### Consigne 1
Recopiez, s'il vous plaît, le passage du texte sur l'atelier d'artiste qui va de "Alors que certains" jusqu'à "de la peinture.".
### Consigne 2
Relevez tous les noms de villes et de régions cités dans le texte sur l'atelier d'artiste.
### Consigne 3
Répondez à ces questions d'après le texte sur l'atelier d'artiste :
(a) En quelle année et dans quelle ville Johannes Vermeer est-il né ?
(b) À partir de quel siècle l'atelier est-il délaissé ?
(c) Dans quel musée se trouve L'allégorie de la peinture ou l'Atelier ?

### Extrait du document
De
l'Antiquité à nos jours l'atelier et sa représentation ont connu une évolution corollaire à celle du statut de l'artiste. L'atelier ne devient un espace privé
appartenant à l'artiste que tardivement ce qui explique peut-être que les
représentations soient peu affirmées dans la peinture avant le XVe siècle. Sur
la voie de son émancipation, l'artiste conquiert son espace et la
représentation de l'atelier devient son reflet et celui de son art jusqu'à
l'allégorie. Une véritable société gravite autour de ce lieu et son portrait
devient celui d'une époque. Après une certaine sacralisation, l'atelier est cependant délaissé dès
le XIXe siècle, étant considéré comme une part du folklore artistique.
Alors que certains artistes le boudent à la recherche d'une nouvelle vérité
picturale, d'autres cherchent au contraire à l'exalter pour lui donner une
forme nouvelle qui dépasse le cadre de la peinture.
Le cas Vermeer:
L'allégorie de la peinture ou l'Atelier, vers 1650-1675, Kunsthistorisches Museum, Vienne
On sait bien peu de choses sur Johannes Vermeer, né dans la ville de Delft en 1632. Il n'a laissé qu'une trentaine de tableaux à la postérité, tous sur le même modèle de cet intérieur des Flandres éclairé par la lumière d'une fenêtre, toujours à gauche. Peintre de talent, il ne rencontra pourtant pas le succès et dû même se résoudre à vendre des œuvres qu'il se destinait (comme cette Allégorie de la Peinture) pour assurer sa subsistance.

(Une suite d'enregistrements)
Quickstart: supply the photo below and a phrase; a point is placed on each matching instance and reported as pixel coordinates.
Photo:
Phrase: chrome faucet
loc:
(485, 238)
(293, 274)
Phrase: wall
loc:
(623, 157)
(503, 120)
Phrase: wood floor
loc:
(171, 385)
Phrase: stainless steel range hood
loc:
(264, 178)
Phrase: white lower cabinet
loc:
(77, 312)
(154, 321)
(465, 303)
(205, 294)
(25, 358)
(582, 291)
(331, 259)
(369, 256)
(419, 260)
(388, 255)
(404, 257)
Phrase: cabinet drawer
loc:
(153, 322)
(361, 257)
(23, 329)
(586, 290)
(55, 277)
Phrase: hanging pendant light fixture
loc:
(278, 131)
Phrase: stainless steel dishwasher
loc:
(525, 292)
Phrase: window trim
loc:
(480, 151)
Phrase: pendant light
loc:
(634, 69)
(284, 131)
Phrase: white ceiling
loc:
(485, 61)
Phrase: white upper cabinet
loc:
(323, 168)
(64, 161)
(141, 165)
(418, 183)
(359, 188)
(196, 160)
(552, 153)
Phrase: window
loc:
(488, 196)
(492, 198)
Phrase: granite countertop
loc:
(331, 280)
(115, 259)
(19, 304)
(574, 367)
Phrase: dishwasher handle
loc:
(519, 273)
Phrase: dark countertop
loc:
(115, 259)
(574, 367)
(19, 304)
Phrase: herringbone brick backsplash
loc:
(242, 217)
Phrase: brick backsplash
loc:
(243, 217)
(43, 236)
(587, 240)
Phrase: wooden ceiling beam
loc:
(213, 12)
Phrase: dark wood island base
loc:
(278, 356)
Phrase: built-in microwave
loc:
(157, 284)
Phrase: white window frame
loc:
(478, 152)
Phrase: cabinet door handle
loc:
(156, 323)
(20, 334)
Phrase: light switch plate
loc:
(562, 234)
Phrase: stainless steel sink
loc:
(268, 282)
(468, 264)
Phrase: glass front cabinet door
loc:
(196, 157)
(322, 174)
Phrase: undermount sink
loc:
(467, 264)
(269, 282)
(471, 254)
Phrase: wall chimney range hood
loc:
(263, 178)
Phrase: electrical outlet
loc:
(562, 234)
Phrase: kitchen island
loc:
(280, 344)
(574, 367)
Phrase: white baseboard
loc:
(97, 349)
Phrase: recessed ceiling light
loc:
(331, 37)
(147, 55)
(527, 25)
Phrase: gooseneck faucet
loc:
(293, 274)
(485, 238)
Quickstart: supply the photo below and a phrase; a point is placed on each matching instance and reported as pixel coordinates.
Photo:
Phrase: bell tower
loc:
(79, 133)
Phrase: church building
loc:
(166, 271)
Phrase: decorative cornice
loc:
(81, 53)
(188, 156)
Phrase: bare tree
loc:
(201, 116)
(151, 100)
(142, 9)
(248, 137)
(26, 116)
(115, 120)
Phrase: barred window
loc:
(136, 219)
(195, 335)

### Réponse attendue 1
Alors que certains artistes le boudent à la recherche d'une nouvelle vérité
picturale, d'autres cherchent au contraire à l'exalter pour lui donner une
forme nouvelle qui dépasse le cadre de la peinture.

### Réponse attendue 2
Vienne
Delft
Flandres

### Réponse attendue 3
(a) En 1632, à Delft.
(b) Dès le XIXe siècle.
(c) Au Kunsthistorisches Museum, à Vienne.